:: TEXTE FOURNI ::
Les efforts du Canada ont surtout porté sur l’élaboration des Principes de Vancouver sur le maintien de la paix et la prévention du recrutement et de l’utilisation d’enfants-soldats. Les Principes de Vancouver sont un ensemble de 17 engagements politiques visant à entreprendre des mesures en vue de prévenir le recrutement et l’utilisation d’enfants par les forces armées et les groupes armés dans les opérations de maintien de la paix des Nations Unies. En témoignage de l’importance de cette question pour les États membres, 91 pays de tous les groupes régionaux ont endossé les Principes de Vancouver depuis leur lancement en 2017. Le Canada encourage les États qui n’ont pas encore endossé les Principes de Vancouver, ou les Principes de Paris, à le faire sans tarder.
Bien que l'appui politique soit important, nous reconnaissons qu'il ne suffit pas, à lui seul, pour apporter des changements. C’est pourquoi, au cours de la dernière année, le Canada a collaboré avec les Nations Unies, la société civile et les États membres à l’élaboration de lignes directrices de mise en œuvre des Principes de Vancouver. Ce nouvel outil, lancé hier aux Nations Unies, se révèle une ressource pratique pour les organisations militaires, policières et civiles qui participent à des opérations de maintien de la paix des Nations Unies. De plus, il offre une perspective axée sur l’égalité entre les sexes à nos efforts, en reconnaissant les répercussions distinctes du recrutement des enfants chez les garçons et les filles.

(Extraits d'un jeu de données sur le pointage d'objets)
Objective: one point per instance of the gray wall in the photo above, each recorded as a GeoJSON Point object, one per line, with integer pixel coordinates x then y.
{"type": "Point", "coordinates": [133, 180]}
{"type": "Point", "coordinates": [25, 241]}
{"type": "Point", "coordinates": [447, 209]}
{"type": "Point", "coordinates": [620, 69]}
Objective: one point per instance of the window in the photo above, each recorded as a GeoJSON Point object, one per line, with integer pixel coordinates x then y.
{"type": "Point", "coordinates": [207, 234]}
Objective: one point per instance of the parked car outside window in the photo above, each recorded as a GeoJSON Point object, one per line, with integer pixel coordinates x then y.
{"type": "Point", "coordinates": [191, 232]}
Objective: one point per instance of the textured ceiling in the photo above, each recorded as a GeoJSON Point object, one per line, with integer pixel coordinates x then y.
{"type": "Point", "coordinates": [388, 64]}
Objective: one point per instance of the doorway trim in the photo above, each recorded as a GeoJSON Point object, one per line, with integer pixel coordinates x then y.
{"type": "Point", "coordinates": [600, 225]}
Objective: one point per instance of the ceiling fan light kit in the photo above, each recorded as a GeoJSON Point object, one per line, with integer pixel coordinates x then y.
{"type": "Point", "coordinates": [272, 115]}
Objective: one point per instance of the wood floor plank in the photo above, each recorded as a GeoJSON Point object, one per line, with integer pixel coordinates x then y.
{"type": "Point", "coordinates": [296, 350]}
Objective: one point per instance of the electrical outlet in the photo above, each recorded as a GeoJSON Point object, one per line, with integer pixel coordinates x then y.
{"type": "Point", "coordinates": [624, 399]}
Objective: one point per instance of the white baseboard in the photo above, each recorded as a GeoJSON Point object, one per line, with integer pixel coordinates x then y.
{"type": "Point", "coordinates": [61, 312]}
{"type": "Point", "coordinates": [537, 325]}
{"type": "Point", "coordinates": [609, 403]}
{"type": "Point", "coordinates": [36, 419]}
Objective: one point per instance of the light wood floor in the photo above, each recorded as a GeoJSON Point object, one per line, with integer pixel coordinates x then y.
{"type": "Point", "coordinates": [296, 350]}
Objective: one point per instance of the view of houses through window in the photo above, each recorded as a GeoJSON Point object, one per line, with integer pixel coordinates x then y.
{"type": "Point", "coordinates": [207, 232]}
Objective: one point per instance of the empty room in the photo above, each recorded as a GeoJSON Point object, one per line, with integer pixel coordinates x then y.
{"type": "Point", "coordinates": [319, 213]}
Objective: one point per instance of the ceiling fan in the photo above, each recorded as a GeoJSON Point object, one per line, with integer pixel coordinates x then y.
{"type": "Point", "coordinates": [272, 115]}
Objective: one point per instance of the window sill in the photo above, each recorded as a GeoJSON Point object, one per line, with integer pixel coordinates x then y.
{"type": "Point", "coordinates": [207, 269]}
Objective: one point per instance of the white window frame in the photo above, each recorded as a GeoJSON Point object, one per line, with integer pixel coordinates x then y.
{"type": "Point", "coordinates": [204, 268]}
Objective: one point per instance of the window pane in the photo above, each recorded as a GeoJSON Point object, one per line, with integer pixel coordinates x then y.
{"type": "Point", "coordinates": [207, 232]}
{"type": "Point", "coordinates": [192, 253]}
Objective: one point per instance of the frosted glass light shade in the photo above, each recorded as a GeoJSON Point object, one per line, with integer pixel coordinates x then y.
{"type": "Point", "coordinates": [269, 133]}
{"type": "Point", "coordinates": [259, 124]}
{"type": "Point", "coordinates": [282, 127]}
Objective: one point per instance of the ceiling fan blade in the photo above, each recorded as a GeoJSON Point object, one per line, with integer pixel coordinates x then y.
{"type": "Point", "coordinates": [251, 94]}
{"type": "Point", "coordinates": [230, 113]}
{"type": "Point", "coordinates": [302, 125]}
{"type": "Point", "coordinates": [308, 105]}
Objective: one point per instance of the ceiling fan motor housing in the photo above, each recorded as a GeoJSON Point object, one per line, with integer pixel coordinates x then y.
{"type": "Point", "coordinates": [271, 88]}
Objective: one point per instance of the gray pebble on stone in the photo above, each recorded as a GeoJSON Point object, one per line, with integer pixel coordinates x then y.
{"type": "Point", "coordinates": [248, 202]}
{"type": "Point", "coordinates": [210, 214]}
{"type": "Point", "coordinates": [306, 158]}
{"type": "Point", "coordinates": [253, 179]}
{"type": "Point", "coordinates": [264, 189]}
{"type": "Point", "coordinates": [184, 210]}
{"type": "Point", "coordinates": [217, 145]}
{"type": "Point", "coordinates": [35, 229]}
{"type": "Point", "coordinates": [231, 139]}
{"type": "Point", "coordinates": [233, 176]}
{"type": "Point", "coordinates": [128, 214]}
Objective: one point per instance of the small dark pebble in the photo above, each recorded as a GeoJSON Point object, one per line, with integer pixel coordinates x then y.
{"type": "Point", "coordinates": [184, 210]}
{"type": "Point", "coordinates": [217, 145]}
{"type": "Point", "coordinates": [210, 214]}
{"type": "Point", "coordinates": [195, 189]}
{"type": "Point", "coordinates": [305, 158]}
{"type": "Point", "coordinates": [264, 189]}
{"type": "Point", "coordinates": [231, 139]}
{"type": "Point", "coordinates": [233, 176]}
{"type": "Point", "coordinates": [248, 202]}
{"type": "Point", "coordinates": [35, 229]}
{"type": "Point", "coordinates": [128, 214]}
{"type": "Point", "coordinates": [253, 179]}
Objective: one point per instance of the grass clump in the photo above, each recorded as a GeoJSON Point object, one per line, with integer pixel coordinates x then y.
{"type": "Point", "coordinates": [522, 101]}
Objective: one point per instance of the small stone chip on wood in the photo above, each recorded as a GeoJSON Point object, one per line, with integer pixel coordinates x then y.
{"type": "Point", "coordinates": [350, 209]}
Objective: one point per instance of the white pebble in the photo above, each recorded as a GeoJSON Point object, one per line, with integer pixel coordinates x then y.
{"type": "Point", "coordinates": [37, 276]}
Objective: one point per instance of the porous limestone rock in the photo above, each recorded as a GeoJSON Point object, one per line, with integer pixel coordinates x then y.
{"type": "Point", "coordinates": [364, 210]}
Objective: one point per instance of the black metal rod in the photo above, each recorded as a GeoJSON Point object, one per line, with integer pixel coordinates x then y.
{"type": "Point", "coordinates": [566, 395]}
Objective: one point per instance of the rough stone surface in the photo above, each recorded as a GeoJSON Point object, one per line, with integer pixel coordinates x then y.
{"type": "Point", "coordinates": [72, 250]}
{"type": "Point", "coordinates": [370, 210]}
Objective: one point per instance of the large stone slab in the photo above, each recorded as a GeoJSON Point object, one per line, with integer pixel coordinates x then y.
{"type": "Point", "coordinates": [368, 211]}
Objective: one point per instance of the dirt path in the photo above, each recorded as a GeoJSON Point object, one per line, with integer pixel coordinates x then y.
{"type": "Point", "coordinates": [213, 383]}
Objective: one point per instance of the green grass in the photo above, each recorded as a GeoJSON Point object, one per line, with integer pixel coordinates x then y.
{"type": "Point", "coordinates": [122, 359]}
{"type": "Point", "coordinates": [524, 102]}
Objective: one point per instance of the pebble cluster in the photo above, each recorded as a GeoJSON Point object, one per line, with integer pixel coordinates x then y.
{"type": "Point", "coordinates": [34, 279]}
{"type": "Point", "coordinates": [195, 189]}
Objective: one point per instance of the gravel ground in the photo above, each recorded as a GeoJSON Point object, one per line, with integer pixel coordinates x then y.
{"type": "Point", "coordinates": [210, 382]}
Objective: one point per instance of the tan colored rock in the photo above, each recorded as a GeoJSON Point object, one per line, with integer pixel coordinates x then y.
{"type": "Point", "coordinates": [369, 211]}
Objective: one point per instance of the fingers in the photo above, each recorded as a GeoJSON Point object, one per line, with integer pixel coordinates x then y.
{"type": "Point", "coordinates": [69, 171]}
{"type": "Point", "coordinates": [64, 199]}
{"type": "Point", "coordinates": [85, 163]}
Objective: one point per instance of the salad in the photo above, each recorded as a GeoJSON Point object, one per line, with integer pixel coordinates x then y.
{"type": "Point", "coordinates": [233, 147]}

:: CONSIGNE 1 ::
Recopiez le passage du texte fourni allant de « Les efforts du » jusqu'à « faire sans tarder. » inclus.
:: CONSIGNE 2 ::
D'après le texte fourni, combien de pays ont endossé les Principes de Vancouver depuis leur lancement en 2017 ?

:: RÉPONSE 1 ::
Les efforts du Canada ont surtout porté sur l’élaboration des Principes de Vancouver sur le maintien de la paix et la prévention du recrutement et de l’utilisation d’enfants-soldats. Les Principes de Vancouver sont un ensemble de 17 engagements politiques visant à entreprendre des mesures en vue de prévenir le recrutement et l’utilisation d’enfants par les forces armées et les groupes armés dans les opérations de maintien de la paix des Nations Unies. En témoignage de l’importance de cette question pour les États membres, 91 pays de tous les groupes régionaux ont endossé les Principes de Vancouver depuis leur lancement en 2017. Le Canada encourage les États qui n’ont pas encore endossé les Principes de Vancouver, ou les Principes de Paris, à le faire sans tarder.

:: RÉPONSE 2 ::
91 pays, de tous les groupes régionaux.